* BEGIN Source data *

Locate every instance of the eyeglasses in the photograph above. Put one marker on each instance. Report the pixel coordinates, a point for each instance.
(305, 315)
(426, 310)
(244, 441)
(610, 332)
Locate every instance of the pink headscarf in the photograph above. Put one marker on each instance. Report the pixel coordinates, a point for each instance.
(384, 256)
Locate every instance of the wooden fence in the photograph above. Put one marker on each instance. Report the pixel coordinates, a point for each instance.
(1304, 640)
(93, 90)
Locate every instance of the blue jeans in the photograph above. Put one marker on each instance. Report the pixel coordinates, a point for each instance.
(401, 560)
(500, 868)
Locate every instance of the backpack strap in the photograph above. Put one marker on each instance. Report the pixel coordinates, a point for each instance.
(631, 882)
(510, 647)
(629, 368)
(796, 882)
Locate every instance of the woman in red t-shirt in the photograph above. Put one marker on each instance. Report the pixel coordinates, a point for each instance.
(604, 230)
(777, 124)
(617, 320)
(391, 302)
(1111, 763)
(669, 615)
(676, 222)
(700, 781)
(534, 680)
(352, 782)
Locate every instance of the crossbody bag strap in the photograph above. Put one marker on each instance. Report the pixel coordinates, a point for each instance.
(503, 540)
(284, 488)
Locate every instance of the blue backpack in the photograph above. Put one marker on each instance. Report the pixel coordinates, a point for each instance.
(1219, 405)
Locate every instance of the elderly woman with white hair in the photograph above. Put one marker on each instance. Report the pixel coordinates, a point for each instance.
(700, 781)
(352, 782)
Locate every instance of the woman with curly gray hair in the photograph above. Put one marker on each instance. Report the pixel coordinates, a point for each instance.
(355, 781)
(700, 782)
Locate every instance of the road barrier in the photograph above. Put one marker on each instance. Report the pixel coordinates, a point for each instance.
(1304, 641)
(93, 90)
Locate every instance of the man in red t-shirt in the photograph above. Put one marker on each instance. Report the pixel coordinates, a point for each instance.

* END Source data *

*Exercise aim*: Set out exactly the run of lines that begins at the line holding "Locate every instance of the backpack" and ends at the last line of the data.

*Written answer*:
Locate every instance of the backpack strap in the photograph above. Put one marker on each instance. Report the pixel coordinates, a point for each instance.
(631, 882)
(510, 647)
(629, 368)
(796, 882)
Locate every instance of the woman in red t-shirt in the photograph above. Put one marker on each instance. Report the pixel coordinates, a point for each instance.
(604, 230)
(777, 124)
(617, 320)
(391, 302)
(1111, 763)
(669, 615)
(676, 222)
(700, 781)
(534, 680)
(352, 782)
Locate every instance of the crossbody bag strap in the photograph above. Put one marker on each instance. Report the pixel coordinates, a point for each instance.
(503, 540)
(284, 488)
Locate every instance of the blue backpack in the photograph above. Put one marker on each instance. Report the pixel coordinates, a point for each instance.
(1219, 405)
Locate every instance of the elderly woman with white hair in the photograph above. Put one marker on each instance. Report the pixel coordinates, a point for each instance.
(700, 781)
(352, 782)
Locate every instance of the woman with curly gray hair in the photograph above. Put one marker on each instance. Report the pixel coordinates, a point for each instance.
(355, 781)
(700, 782)
Locate every instance of the road barrier in the photograph above. Put one marker on each instance. Report the pixel coordinates, a point for each instance.
(1304, 641)
(93, 90)
Locate every instance of the man in red t-shirt in the photograph above. Put one marker on each instance. Report the pixel coordinates, a point for each instance.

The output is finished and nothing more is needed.